Prompt 1 = Render this sentence from the Montserrat volcano passage below into Spanish: "Due to ash clouds, airports would be closed down, and airlines would have to pay massive amounts in lost revenues."
Prompt 2 =
Answer from the Montserrat volcano passage below:
(a) What percentage of trade in the UK occurs on flights?
(b) Within what radius have the pyroclastic flow and lahars killed all non-human life?
(c) What fraction of the island's population is predicted to leave?
Prompt 3 = Carry on the Montserrat volcano passage below past its last sentence.

::: Provided passage

In addition, a vast sum would have to be paid in damages to property and the building of temporary displaced peoples camps. Due to ash clouds, airports would be closed down, and airlines would have to pay massive amounts in lost revenues. Conversely, industries for other forms of transport (such as shipping companies) would benefit, as passengers search for alternatives to flying. The frequency of imports and exports would not decrease massively as a mere 1% of trade in the UK occurs on flights.

Also, (elaborating on the point of aid given by other countries above) since the Montserrat was included in the Federal Colony of British Leeward Islands, the UK may offer some financial support to help improve the islands economy if the damage to it is serious enough. Additionally, the volcano has had colossal impacts on the environment (both positive and negative). Firstly, the ash has suffocated many of the flora and fauna, furthermore, the pyroclastic flow and lahars have killed all life (excluding human) within a 2km radius.

Carbon dioxide emitted from the volcano is predicted by scientists to contribute to the greenhouse effect, sulphur dioxide expected to cause environmental issues as sulphur in the stratosphere is the main cause of acid rain. Nonetheless, as a result of two thirds of the islands population predicted to leave the island) the flora and fauna may flourish as there will be less human activity and settlements, leaving nature to itself without interference from machines, factories, and other forms of pollution.

The land and soil affected by the volcano will also become fertile, which will, in turn, enhance the growth of plants and trees after an amount of time, and allow them to regrow. The slopes of Chances peak after the eruption are reportedly steeper than before, which will promote growth of delicate, and rare plants can grow with the protection of the slope. The volcano is also expected to alter the weather around Montserrat, causing rain, thunder and lighting.

Sea temperatures have reportedly risen, killing some species that rely on specific living conditions, also silting in rivers or lakes has forced boats to stop navigating them as the depth is insufficient. On political terms, and elaborating on the point made above concerning tax and its correspondence with the lack of people on the island, the amount of tax received by the government would decrease too, resulting in a government prone to corruption. Moreover, the government may not be considered fit to run the country by its people, and may be voted out.

::::::
::: Information

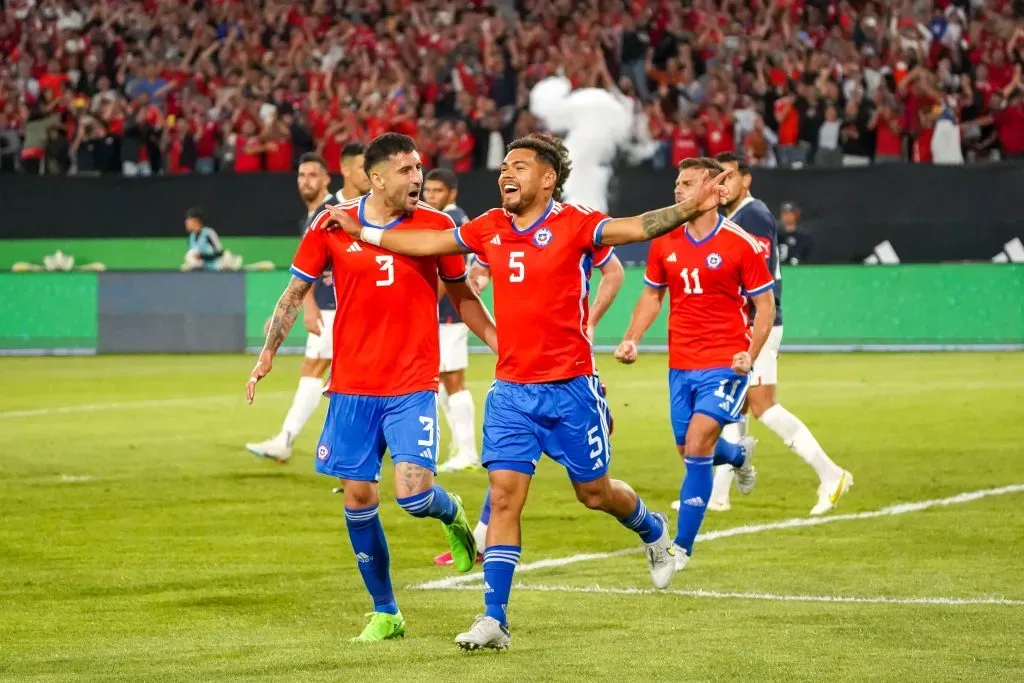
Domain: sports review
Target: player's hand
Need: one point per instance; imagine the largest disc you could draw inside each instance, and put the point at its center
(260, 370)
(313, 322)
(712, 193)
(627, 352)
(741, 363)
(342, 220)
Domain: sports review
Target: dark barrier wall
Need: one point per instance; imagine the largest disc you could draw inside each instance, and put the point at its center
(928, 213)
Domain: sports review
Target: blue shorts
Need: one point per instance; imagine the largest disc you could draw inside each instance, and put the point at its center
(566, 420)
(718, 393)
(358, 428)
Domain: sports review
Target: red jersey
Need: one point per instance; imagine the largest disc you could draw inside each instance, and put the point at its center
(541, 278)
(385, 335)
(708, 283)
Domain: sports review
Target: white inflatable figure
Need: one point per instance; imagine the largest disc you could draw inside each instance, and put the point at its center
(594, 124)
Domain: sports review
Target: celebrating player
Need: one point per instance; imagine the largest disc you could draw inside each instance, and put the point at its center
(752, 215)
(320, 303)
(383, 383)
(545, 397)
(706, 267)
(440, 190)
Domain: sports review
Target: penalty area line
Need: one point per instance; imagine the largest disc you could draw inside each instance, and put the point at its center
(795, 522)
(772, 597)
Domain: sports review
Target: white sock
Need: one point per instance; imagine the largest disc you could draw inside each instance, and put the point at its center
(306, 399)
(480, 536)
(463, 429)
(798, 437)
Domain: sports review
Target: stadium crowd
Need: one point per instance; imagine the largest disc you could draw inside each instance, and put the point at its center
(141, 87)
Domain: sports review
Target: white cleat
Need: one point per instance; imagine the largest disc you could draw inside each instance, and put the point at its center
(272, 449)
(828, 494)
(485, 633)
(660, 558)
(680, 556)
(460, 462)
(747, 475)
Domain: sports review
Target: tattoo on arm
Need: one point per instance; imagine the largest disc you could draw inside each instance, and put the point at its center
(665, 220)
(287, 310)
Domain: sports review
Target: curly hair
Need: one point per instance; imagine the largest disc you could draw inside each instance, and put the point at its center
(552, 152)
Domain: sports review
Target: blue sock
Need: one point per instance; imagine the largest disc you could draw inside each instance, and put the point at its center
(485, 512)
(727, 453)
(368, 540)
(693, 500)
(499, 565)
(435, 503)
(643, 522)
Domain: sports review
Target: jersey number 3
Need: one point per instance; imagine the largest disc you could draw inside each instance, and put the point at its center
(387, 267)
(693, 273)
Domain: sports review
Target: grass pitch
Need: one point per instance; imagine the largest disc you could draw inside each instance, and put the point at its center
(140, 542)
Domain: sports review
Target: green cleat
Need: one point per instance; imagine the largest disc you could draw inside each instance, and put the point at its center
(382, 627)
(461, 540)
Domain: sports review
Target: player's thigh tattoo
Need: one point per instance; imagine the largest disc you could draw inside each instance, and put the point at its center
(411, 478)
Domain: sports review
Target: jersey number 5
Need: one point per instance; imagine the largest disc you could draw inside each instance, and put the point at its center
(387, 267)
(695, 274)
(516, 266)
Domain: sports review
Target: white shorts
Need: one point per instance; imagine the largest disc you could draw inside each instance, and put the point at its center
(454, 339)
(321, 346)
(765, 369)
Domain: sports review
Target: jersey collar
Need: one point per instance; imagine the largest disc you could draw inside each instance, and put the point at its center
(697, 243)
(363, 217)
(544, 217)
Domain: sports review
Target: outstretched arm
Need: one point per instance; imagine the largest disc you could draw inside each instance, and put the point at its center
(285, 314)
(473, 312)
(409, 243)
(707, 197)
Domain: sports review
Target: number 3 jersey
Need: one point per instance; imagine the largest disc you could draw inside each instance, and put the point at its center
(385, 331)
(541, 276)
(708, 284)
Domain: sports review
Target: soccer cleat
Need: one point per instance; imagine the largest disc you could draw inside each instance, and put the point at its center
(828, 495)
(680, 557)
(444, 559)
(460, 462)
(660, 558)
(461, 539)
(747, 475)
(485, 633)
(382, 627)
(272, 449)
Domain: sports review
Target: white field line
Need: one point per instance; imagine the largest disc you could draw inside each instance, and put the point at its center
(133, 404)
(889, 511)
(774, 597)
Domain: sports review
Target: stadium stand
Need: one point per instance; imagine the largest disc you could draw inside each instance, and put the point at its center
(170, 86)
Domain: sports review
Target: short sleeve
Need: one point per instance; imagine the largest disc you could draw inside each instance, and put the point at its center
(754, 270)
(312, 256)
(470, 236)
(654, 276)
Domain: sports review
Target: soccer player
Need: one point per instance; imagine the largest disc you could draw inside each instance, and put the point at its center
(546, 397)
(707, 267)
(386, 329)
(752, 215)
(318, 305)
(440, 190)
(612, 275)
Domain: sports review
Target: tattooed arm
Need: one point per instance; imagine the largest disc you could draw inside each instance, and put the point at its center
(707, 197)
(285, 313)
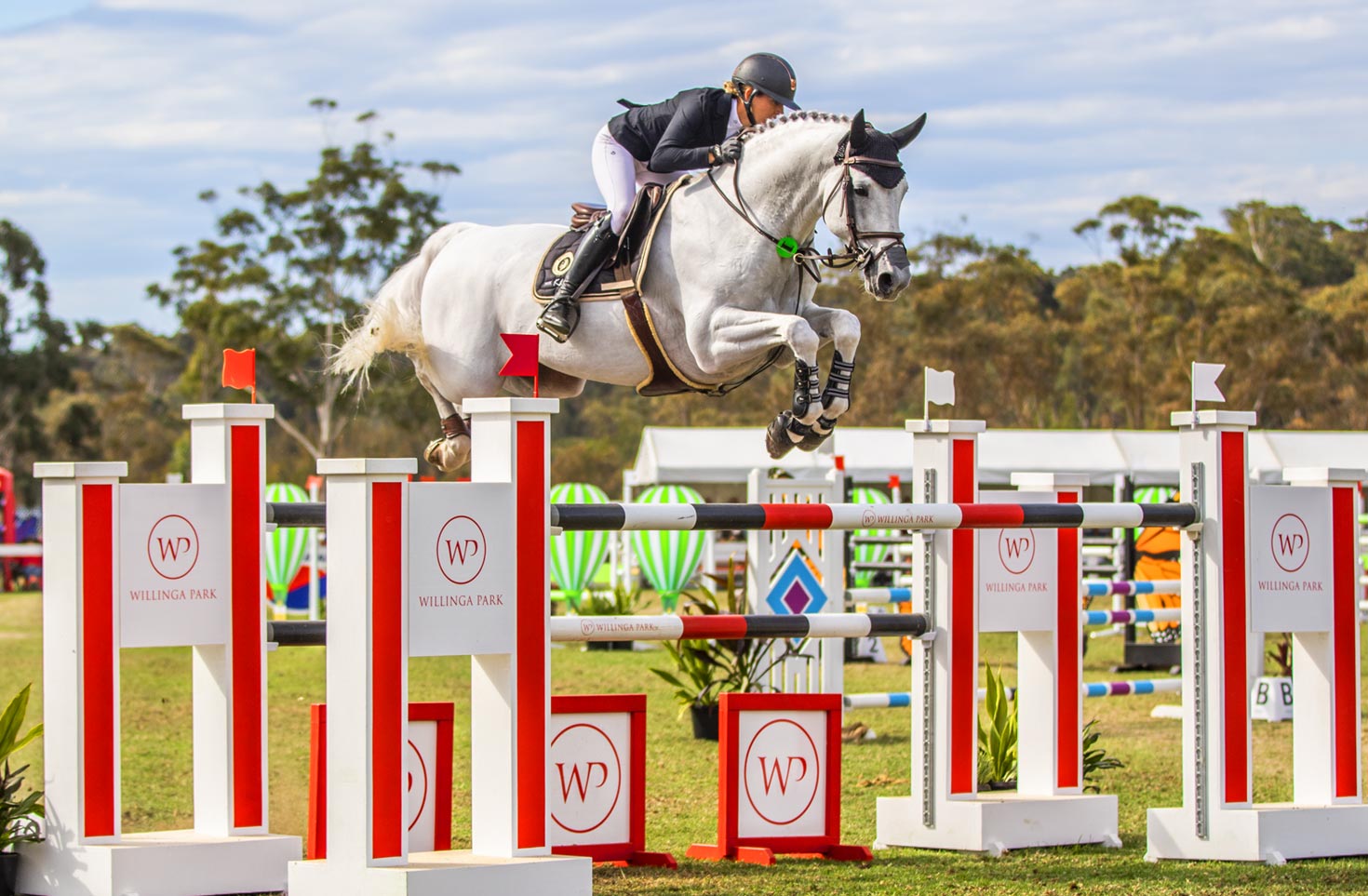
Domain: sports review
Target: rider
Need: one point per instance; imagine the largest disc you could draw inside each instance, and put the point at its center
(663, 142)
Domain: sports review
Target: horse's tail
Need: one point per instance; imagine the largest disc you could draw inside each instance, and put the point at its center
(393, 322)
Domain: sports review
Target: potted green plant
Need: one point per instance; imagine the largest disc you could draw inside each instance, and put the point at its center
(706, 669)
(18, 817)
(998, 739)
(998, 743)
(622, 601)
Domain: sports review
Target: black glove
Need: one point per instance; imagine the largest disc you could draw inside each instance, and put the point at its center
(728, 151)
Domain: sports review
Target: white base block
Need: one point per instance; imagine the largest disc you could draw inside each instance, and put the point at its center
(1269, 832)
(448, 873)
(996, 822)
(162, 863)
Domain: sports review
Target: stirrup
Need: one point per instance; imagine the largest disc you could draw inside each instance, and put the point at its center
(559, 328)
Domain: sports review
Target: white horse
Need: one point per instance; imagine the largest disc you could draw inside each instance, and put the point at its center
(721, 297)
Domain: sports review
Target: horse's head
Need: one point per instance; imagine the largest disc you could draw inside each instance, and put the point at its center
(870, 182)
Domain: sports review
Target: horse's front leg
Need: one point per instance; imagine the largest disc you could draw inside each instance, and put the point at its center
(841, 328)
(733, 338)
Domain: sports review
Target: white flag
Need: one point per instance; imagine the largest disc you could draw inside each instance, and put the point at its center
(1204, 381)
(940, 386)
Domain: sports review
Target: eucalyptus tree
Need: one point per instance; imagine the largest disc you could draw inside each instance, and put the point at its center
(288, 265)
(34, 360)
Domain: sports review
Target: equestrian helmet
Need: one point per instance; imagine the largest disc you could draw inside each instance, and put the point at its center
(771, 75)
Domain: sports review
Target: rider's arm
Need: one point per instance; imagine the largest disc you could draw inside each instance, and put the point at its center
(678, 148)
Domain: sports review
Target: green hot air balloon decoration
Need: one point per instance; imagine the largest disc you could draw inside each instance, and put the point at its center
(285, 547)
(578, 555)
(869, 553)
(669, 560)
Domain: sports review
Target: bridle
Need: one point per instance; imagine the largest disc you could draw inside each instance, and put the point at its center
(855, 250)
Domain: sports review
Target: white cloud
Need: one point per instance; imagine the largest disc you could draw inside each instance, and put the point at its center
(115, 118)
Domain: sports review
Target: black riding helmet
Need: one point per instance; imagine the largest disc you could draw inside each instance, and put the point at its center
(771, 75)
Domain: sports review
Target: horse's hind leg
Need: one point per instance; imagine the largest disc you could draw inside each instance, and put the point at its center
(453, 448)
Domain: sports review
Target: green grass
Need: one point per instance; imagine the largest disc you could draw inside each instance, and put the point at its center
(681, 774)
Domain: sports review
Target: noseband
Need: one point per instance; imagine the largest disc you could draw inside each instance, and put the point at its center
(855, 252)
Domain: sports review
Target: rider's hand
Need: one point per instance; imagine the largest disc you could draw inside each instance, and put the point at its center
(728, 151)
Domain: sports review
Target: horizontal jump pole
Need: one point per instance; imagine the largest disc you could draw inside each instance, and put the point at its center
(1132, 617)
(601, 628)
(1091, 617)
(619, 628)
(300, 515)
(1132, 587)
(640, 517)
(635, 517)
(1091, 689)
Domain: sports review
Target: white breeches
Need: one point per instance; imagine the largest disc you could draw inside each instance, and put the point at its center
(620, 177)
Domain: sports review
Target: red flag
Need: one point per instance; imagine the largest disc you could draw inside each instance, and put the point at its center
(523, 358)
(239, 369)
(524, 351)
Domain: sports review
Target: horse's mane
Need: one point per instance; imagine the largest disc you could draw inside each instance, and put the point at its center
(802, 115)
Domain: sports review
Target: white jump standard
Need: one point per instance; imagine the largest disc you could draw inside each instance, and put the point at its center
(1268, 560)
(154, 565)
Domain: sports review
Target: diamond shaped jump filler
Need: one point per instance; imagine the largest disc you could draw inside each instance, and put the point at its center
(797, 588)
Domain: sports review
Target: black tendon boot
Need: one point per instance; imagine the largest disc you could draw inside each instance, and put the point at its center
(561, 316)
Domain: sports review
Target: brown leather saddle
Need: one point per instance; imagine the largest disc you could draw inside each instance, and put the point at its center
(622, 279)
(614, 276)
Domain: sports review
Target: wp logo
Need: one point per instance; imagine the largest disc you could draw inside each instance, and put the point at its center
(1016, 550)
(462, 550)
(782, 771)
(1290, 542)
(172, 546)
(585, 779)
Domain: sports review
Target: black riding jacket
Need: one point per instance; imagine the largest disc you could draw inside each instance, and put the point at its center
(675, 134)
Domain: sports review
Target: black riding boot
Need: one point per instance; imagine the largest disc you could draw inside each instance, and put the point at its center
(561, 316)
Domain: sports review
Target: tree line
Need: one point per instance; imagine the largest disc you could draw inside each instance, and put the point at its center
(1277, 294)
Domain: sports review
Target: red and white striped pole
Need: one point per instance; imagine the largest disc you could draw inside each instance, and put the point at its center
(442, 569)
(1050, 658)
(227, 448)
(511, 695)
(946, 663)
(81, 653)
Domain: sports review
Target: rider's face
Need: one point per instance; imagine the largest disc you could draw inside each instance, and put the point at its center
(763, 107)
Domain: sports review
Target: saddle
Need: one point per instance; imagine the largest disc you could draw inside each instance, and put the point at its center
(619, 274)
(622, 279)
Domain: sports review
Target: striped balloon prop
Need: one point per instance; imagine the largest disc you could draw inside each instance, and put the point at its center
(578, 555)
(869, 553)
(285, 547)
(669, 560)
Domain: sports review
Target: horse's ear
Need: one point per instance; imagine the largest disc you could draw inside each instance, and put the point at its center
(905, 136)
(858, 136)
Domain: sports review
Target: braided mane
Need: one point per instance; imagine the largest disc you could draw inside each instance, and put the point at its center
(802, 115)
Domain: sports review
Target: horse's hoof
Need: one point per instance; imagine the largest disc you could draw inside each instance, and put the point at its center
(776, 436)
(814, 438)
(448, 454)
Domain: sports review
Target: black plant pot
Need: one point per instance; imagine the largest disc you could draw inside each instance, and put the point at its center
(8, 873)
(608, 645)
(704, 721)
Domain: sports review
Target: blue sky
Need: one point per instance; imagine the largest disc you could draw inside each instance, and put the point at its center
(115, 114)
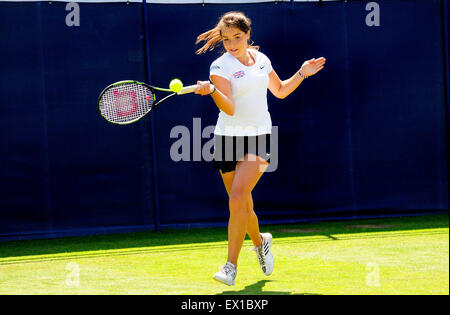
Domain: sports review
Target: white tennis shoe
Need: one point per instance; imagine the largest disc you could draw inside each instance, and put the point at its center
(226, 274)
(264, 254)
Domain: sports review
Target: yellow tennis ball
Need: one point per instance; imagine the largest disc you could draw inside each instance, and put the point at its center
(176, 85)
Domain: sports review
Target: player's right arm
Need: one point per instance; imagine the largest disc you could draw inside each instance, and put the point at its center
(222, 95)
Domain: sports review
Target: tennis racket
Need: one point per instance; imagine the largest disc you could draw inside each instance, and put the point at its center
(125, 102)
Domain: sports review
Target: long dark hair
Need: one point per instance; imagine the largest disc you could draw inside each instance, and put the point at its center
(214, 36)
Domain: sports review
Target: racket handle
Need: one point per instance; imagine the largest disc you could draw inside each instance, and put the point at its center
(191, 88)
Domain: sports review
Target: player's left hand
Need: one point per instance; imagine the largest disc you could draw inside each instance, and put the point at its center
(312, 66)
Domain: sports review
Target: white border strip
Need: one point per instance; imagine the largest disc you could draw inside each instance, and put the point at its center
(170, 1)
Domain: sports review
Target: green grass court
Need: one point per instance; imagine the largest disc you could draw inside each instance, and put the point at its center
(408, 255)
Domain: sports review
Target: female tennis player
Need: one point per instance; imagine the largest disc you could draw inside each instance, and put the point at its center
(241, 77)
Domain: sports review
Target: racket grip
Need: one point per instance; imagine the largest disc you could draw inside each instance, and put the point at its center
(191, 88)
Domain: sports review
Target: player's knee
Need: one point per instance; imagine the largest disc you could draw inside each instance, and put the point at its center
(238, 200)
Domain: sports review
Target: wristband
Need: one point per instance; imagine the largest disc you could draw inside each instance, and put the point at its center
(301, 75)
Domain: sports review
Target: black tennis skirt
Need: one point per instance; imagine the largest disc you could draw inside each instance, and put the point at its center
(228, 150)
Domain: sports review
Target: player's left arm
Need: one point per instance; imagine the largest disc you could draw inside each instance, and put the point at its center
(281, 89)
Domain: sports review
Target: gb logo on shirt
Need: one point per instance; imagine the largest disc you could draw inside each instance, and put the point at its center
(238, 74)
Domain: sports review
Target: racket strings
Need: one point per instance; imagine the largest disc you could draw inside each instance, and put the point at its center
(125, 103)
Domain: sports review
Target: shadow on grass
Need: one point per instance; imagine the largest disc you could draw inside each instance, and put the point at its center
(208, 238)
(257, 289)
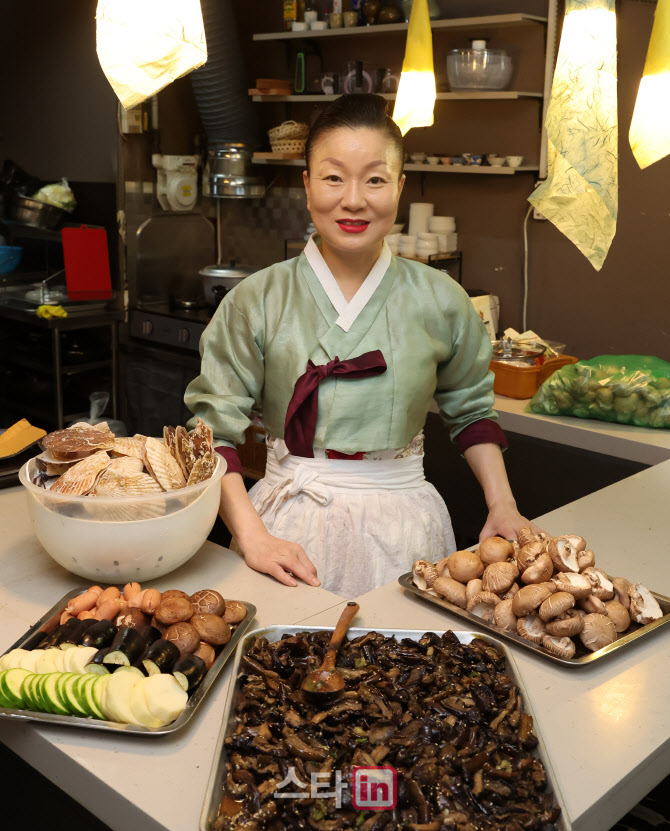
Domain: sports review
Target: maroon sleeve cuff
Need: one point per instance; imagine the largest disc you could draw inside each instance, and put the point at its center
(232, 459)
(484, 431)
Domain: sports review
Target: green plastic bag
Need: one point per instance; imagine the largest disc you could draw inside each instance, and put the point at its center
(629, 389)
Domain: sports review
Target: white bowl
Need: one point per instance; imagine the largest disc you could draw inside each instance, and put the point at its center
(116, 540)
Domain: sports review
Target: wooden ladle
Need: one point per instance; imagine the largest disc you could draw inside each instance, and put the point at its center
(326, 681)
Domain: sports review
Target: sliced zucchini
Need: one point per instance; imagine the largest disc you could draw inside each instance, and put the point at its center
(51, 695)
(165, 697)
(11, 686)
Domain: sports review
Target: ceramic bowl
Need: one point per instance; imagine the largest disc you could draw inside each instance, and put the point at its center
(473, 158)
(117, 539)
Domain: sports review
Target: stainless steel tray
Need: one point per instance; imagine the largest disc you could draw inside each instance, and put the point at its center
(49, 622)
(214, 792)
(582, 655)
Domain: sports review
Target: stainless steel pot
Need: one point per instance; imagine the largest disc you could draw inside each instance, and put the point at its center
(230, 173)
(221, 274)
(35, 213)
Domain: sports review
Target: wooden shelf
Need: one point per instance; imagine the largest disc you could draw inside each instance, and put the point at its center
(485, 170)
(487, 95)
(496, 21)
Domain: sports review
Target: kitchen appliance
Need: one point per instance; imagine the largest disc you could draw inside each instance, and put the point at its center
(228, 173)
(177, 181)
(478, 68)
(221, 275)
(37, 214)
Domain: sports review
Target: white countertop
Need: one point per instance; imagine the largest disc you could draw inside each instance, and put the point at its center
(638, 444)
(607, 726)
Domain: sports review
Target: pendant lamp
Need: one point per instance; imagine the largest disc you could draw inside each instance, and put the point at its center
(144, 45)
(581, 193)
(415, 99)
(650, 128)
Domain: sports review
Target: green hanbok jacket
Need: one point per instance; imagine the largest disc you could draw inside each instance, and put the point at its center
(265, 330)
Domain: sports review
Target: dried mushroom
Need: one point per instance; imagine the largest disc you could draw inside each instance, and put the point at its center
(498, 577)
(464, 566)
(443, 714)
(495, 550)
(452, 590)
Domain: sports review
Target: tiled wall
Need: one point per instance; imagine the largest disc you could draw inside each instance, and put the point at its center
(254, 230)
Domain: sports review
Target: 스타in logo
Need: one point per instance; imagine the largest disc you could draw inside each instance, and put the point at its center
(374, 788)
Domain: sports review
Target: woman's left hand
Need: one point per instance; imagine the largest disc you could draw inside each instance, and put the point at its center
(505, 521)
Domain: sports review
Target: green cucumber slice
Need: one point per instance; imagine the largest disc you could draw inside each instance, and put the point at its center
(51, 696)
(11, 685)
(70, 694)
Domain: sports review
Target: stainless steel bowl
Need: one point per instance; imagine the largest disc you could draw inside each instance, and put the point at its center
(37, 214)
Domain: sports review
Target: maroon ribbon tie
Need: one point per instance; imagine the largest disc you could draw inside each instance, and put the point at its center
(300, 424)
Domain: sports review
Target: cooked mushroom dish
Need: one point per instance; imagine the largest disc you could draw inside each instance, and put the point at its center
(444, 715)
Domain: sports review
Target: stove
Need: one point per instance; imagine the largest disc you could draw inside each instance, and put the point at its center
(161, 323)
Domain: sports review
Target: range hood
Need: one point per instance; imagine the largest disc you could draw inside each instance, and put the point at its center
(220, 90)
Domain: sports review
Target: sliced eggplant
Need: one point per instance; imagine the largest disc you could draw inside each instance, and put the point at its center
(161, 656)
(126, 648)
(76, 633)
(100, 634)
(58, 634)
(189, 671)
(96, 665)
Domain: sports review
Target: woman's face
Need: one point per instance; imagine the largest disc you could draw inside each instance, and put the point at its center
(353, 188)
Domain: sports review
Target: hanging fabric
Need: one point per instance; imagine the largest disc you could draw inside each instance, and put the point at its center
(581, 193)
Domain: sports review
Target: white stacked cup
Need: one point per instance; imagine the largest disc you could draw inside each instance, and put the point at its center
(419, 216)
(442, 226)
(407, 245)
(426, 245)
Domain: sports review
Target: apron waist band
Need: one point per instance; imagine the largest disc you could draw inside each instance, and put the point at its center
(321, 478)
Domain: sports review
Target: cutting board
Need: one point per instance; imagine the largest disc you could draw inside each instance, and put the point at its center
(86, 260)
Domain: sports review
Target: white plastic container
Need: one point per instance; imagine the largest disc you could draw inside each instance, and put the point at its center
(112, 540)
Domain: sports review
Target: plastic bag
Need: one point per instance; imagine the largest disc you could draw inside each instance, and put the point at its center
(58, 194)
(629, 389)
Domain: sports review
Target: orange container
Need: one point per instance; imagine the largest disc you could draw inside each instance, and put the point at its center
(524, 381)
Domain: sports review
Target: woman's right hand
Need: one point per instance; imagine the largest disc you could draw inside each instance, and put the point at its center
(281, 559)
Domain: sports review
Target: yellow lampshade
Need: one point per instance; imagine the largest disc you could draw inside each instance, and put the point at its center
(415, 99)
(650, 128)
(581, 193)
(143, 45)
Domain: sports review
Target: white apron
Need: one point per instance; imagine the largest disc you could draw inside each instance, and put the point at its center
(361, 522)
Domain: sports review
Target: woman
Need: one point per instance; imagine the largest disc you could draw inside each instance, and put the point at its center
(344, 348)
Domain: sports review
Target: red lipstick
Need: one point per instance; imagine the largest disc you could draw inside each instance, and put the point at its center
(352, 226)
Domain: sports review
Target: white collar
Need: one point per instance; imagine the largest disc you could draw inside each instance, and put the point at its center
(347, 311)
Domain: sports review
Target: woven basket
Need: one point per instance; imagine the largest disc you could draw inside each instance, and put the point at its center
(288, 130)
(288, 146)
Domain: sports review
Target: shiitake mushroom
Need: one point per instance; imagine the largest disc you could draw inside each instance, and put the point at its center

::::::

Exercise answer 1 = Debido a las nubes de ceniza, los aeropuertos se cerrarían y las aerolíneas tendrían que pagar enormes sumas en ingresos perdidos.

Exercise answer 2 =
(a) 1%
(b) 2km
(c) Two thirds

Exercise answer 3 =
The government of Montserrat may be forced to relinquish their independency, and amalgamate with another country to become part of their nation (a plausible example would be Montserrat re-joining Britain). On the topic of short term needs, a few that exist are food and drink, and temporary residency areas. Since the eruption would have most likely demolished many of the populace’s properties, and belongings, they will need an alternative place to stay such as the safe zone which has been arranged in the north of the island and is one third of the islands size, compressing hundreds into a tiny space.

The government would also be burdened with the task of providing sufficient food and drink for the residents as they would have no means of income, or a market area to buy their own. Medical aid has also become necessary, however not as much as expected as (thankfully) most who occupied the most affected areas had been evacuated before the eruption. Long term necessities will help sustain lives devoid of poverty and hunger for the people of Montserrat. An example of a need which will help the populace in the ‘long run’ is loans to restart businesses and companies citizens had lost in the pyroclastic flows or ash.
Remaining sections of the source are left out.